- Objetivo da tarefa:
Transcreva sem nenhuma alteração tudo o que vai da linha do material que contém "planter? Mark that spot." até o fim do material, incluindo essa primeira linha e a última.

- Dados do exercício:
::::::::
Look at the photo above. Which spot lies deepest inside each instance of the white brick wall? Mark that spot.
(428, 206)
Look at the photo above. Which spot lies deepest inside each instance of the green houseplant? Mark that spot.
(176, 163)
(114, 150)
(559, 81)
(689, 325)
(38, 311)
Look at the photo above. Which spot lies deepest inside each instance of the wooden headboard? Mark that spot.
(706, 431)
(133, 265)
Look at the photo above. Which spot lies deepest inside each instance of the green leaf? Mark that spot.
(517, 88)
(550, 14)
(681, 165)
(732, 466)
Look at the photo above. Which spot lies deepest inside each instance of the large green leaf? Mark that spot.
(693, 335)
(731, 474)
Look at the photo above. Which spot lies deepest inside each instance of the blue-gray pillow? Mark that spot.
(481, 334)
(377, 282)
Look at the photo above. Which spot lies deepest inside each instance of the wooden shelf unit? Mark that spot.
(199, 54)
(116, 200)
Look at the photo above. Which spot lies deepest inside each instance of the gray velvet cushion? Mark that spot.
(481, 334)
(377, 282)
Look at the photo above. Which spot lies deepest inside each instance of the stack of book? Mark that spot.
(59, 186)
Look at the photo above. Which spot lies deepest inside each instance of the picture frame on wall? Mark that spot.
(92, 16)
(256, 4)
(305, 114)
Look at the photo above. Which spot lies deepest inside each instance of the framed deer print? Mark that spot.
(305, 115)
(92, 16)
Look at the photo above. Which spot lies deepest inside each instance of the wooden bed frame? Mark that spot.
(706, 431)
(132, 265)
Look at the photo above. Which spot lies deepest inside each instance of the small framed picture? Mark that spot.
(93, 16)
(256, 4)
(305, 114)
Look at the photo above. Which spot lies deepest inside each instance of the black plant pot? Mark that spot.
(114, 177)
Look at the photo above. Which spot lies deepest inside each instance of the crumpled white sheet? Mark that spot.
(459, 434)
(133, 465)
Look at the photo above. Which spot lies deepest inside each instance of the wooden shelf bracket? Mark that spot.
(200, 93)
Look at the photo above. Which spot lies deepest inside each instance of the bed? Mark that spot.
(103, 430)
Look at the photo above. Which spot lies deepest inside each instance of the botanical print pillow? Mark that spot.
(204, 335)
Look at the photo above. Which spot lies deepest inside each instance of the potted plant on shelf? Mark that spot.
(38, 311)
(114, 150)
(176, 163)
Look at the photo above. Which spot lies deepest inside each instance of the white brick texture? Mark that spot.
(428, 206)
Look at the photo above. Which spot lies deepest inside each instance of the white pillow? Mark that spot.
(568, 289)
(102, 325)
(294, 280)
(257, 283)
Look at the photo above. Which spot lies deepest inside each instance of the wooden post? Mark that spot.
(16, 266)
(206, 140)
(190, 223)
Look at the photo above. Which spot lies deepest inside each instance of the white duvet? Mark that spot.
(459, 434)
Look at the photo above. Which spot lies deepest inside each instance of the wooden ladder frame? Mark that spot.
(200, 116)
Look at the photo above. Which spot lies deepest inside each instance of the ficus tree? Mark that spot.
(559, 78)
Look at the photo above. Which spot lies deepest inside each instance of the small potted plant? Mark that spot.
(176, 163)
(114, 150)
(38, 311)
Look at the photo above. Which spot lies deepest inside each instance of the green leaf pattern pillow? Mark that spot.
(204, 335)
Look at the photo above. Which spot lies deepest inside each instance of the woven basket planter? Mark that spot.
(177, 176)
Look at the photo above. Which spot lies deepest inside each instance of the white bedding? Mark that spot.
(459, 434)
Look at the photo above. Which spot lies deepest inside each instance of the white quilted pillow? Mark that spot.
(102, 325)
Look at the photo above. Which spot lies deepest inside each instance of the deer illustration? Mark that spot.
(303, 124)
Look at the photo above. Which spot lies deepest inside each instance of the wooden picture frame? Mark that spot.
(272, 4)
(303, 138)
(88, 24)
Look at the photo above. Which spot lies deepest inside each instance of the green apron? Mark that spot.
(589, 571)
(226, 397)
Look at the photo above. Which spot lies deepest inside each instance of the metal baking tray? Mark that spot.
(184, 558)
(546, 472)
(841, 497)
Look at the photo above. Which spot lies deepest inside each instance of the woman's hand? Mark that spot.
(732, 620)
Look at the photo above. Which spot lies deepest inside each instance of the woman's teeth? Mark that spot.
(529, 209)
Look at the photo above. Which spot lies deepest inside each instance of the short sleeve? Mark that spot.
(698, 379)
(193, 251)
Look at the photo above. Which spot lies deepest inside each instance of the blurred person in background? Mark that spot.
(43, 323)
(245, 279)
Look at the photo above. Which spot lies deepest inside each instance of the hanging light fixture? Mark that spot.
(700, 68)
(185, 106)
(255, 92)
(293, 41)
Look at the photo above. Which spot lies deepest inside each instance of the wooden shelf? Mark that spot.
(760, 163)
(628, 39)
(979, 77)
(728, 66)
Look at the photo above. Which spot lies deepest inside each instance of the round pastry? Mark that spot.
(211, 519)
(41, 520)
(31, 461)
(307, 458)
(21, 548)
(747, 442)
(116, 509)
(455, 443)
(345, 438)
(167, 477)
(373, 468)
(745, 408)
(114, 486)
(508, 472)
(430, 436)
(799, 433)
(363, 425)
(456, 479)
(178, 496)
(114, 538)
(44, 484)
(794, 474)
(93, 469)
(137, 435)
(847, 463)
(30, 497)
::::::::
- Problema resolvido:
Look at the photo above. Which spot lies deepest inside each instance of the woven basket planter? Mark that spot.
(177, 176)
Look at the photo above. Which spot lies deepest inside each instance of the white bedding? Mark that spot.
(459, 434)
Look at the photo above. Which spot lies deepest inside each instance of the white quilted pillow? Mark that spot.
(102, 325)
Look at the photo above. Which spot lies deepest inside each instance of the deer illustration? Mark that spot.
(303, 124)
Look at the photo above. Which spot lies deepest inside each instance of the wooden picture frame? Mark that spot.
(272, 4)
(303, 138)
(88, 24)
Look at the photo above. Which spot lies deepest inside each instance of the green apron? Mark that spot.
(589, 571)
(226, 397)
Look at the photo above. Which spot lies deepest inside each instance of the metal baking tray? Mark that spot.
(184, 558)
(546, 472)
(841, 497)
Look at the photo above. Which spot lies deepest inside each instance of the woman's hand? Mark that spot.
(732, 620)
Look at the photo above. Which spot lies deepest inside each instance of the woman's teeth? Mark that spot.
(529, 209)
Look at the photo above. Which spot lies deepest inside each instance of the short sleeve? Mark that spot.
(698, 379)
(193, 251)
Look at the photo above. Which spot lies deepest inside each instance of the blurred person in background? Mark that spot.
(43, 323)
(245, 279)
Look at the photo above. Which spot lies deepest inside each instance of the hanging light fixture? Mark that spot.
(700, 68)
(185, 106)
(255, 92)
(293, 41)
Look at the photo above. Which spot lies deepest inside each instance of the wooden shelf? Mark that spot.
(760, 163)
(628, 39)
(979, 77)
(728, 66)
Look at the photo above. Which spot lies deepest inside each instance of the round pastry? Mark that spot.
(211, 519)
(41, 520)
(31, 461)
(307, 458)
(21, 548)
(747, 442)
(116, 509)
(455, 443)
(345, 438)
(167, 477)
(373, 468)
(745, 408)
(114, 486)
(508, 472)
(430, 436)
(799, 433)
(363, 425)
(456, 479)
(178, 496)
(114, 538)
(44, 484)
(794, 474)
(93, 469)
(137, 435)
(847, 463)
(30, 497)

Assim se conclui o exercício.